Reproduce all entries word for word.

---------- RECORDS FOR PROCESSING

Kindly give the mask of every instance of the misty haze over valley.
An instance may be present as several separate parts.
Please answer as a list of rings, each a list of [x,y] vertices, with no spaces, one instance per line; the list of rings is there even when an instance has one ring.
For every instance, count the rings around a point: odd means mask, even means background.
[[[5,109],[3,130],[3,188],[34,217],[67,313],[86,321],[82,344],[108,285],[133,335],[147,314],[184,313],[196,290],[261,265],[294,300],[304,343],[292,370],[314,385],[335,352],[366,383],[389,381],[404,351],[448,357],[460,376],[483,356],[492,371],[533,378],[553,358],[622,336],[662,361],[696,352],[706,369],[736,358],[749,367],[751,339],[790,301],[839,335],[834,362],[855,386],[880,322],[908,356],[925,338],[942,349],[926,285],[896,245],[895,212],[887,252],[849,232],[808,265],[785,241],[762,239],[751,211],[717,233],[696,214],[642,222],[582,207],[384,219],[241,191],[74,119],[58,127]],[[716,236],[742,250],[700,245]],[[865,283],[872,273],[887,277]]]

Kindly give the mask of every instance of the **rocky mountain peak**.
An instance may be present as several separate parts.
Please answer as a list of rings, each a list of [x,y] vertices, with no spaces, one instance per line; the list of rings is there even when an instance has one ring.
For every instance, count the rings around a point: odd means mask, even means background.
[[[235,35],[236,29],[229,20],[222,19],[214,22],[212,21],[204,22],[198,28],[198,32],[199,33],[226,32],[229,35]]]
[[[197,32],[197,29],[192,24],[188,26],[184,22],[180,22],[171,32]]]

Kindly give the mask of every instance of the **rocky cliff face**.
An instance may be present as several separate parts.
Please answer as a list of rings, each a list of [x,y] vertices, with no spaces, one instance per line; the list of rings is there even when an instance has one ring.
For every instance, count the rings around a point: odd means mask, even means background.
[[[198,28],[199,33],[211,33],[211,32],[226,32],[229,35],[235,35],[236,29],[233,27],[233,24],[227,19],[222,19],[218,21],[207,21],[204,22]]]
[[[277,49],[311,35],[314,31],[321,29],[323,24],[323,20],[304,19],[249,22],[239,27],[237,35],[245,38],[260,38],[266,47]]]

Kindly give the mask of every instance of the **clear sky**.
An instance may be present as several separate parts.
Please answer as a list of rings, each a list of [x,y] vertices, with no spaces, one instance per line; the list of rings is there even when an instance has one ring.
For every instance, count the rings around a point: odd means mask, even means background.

--------------------

RESPONSE TO THIS EXERCISE
Kindly give the mask of every instance of the misty haze over valley.
An instance may be present as several separate parts.
Please answer as a list of rings, each a list of [x,y] vertices, with no spaces, one instance per line; the list of rings is there even when an instance has one ring.
For every instance, count the rings around a point: odd means mask, even means background.
[[[5,109],[3,130],[3,188],[34,217],[67,313],[86,321],[82,344],[108,285],[133,335],[147,314],[184,313],[196,290],[261,265],[294,300],[304,343],[292,370],[314,385],[335,352],[366,383],[389,381],[404,351],[448,357],[460,376],[483,356],[492,371],[533,378],[553,358],[622,336],[662,361],[696,352],[706,369],[736,358],[749,367],[751,339],[790,301],[839,335],[834,362],[855,386],[880,322],[908,356],[925,338],[942,349],[926,285],[896,245],[895,212],[887,252],[849,232],[808,265],[785,241],[762,239],[751,211],[717,233],[696,214],[642,222],[582,207],[384,219],[241,191],[74,119],[58,127]],[[716,236],[742,250],[700,245]],[[865,283],[872,273],[887,277]]]

Kindly give the mask of every instance of the **rocky mountain peak**.
An instance may be present as several separate parts.
Please answer as a list of rings, each a list of [x,y] vertices, with no spaces, one instance per line; the list of rings is there even when an instance has one ring.
For every instance, count the rings around a point: odd means mask, even means background.
[[[235,35],[236,29],[229,20],[222,19],[214,22],[212,21],[204,22],[198,28],[198,32],[199,33],[226,32],[229,35]]]
[[[197,32],[197,29],[192,24],[188,26],[184,22],[180,22],[171,32]]]

Kindly give the mask of every instance of the **rocky cliff face**.
An instance may be present as several separate parts.
Please answer as a list of rings, each a list of [x,y] vertices, with no spaces, one instance per line; the list of rings is there even when an instance has one ring.
For every instance, count the rings around a point: odd means mask, even means background.
[[[198,28],[199,33],[211,33],[211,32],[226,32],[229,35],[235,35],[236,29],[233,27],[233,24],[227,19],[222,19],[218,21],[207,21],[204,22]]]
[[[277,49],[311,35],[314,31],[321,29],[323,24],[323,20],[304,19],[249,22],[239,27],[237,35],[245,38],[260,38],[266,47]]]

Kindly give the mask of every instance of the **clear sky**.
An instance may be present as several separate parts.
Please answer as a list of rings, each a list of [x,y] vertices, with no spaces, one instance per line; the list of rings is there even when an instance has one ring.
For every instance, count the rings around a point: odd means mask, even means background.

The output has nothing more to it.